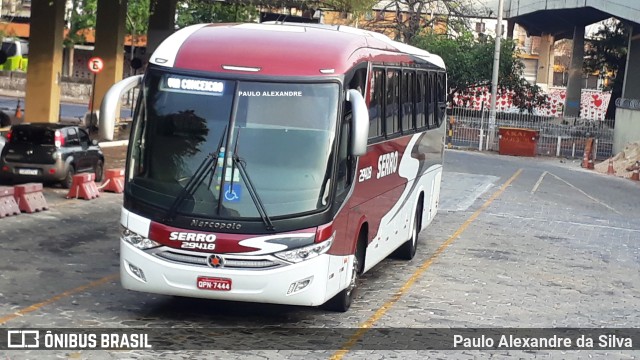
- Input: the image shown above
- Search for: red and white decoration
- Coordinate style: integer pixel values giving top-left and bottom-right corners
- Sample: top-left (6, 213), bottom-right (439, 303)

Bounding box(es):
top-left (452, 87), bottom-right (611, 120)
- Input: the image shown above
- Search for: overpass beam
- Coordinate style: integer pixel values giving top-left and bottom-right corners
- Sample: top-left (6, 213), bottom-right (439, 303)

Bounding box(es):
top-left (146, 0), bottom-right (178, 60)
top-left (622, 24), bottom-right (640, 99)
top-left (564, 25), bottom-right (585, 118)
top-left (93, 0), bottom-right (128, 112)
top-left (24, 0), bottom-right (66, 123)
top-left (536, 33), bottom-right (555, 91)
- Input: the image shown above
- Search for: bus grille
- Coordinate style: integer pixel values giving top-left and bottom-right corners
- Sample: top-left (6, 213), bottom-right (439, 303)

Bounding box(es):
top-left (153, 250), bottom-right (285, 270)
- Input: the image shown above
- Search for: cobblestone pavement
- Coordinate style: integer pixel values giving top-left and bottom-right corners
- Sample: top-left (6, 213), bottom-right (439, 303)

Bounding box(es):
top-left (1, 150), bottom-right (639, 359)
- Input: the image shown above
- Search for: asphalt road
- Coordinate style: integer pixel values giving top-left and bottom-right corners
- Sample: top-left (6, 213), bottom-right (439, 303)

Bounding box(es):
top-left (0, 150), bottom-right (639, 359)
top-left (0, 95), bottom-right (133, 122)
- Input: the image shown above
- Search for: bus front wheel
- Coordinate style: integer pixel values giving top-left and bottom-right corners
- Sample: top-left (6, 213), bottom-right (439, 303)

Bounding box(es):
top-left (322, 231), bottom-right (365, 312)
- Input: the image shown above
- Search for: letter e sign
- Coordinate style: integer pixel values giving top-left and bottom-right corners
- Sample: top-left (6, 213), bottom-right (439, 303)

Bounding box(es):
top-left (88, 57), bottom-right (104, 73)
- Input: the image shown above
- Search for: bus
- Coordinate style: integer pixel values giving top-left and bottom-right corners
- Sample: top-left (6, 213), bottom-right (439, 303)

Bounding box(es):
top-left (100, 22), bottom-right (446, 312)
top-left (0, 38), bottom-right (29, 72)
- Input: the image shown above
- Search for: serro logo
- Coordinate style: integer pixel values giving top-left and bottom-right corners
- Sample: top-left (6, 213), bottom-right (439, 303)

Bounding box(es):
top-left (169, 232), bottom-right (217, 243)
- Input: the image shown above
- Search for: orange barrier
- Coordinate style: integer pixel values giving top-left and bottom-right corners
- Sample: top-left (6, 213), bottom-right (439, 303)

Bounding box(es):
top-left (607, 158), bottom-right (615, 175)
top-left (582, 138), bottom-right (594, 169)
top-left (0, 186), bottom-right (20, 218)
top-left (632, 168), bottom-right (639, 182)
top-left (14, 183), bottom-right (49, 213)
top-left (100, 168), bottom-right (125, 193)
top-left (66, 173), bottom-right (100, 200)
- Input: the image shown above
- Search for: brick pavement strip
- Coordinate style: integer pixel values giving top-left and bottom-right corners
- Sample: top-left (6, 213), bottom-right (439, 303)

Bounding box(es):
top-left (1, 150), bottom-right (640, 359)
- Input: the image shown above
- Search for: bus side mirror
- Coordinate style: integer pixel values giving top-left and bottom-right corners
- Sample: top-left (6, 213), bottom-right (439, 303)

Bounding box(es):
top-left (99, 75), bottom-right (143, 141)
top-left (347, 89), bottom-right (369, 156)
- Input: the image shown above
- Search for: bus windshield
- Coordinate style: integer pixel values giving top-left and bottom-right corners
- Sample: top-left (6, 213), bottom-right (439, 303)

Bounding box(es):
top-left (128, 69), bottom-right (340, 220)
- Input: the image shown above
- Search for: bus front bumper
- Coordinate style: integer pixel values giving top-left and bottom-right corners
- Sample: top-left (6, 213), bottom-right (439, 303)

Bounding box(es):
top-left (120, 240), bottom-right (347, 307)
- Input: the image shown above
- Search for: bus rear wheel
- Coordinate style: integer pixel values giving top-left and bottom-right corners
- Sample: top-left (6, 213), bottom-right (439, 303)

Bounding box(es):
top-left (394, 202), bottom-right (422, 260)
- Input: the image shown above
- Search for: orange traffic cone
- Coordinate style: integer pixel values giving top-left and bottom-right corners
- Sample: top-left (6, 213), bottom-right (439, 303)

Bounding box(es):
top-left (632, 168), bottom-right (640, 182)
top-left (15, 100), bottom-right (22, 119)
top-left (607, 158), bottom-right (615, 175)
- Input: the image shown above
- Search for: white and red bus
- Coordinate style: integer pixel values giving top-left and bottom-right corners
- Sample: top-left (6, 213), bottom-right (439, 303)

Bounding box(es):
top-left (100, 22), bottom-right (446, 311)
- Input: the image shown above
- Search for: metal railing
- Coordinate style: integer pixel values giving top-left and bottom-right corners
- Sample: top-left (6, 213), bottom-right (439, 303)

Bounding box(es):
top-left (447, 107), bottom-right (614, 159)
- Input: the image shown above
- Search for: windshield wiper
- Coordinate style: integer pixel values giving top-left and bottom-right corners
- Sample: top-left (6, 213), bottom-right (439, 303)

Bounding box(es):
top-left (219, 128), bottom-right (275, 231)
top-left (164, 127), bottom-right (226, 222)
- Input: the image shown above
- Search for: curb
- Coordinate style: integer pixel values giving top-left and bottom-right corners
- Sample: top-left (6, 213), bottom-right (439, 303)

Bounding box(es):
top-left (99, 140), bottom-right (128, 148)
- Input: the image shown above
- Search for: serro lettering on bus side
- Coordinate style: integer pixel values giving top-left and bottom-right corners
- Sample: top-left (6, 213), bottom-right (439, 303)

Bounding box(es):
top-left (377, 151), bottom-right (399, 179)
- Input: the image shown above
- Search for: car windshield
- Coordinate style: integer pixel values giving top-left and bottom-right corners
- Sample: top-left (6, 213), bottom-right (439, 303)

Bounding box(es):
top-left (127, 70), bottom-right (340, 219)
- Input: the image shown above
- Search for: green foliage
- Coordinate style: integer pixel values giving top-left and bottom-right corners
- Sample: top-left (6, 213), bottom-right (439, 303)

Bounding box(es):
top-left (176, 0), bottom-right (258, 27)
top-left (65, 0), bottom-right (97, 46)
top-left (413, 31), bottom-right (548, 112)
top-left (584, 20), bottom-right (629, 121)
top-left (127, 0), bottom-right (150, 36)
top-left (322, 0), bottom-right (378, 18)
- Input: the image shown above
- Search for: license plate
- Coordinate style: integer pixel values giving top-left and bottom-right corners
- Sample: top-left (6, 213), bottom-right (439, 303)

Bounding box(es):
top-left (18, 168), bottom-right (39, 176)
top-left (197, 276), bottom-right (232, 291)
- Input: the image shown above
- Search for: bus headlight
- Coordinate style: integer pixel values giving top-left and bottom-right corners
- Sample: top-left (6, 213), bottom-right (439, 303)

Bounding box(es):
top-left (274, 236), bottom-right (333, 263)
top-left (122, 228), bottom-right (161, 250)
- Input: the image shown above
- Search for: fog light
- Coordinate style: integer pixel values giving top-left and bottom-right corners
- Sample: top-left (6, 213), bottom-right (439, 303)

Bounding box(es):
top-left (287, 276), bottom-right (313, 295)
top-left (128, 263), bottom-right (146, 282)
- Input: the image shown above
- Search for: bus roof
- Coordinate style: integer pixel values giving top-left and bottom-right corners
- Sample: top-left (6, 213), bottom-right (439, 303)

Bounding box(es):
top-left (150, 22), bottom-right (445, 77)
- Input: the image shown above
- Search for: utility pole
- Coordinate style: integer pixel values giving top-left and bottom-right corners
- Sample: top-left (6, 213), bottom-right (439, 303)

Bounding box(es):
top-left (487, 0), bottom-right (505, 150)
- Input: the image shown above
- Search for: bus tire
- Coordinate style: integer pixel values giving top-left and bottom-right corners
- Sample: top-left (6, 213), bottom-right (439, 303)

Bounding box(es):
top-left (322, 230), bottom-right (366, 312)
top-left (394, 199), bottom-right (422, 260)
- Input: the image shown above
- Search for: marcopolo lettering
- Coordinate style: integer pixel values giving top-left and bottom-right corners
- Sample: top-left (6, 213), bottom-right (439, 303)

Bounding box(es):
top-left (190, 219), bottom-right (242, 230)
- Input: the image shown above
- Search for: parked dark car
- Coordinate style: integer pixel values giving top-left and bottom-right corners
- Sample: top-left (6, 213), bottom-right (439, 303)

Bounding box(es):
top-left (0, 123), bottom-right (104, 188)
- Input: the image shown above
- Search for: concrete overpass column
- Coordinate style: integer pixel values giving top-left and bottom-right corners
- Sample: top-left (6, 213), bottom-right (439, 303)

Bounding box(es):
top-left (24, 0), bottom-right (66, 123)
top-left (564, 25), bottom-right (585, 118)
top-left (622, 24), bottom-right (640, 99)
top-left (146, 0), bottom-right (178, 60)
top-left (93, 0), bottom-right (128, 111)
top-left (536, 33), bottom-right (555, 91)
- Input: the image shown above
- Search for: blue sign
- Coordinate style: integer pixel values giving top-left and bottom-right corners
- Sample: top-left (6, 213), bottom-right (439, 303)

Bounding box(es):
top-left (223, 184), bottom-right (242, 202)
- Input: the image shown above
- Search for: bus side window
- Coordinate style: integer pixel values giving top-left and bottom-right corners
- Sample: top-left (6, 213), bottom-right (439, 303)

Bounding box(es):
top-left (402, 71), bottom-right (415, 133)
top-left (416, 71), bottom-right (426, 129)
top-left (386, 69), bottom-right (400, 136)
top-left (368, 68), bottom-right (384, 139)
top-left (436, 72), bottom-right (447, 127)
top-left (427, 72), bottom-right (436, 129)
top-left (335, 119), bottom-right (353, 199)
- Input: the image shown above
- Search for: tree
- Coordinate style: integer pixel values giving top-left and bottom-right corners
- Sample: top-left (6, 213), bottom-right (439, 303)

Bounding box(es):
-.-.-
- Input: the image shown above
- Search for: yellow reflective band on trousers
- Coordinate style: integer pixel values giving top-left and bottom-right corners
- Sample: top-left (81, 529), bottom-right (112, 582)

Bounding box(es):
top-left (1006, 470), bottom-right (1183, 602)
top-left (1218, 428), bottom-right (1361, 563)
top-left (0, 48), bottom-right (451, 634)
-.-.-
The task
Look through the entries above. Extract each line with the word "windshield".

Response area
- Search for: bus windshield
- Search for: windshield wiper
- Search for: car windshield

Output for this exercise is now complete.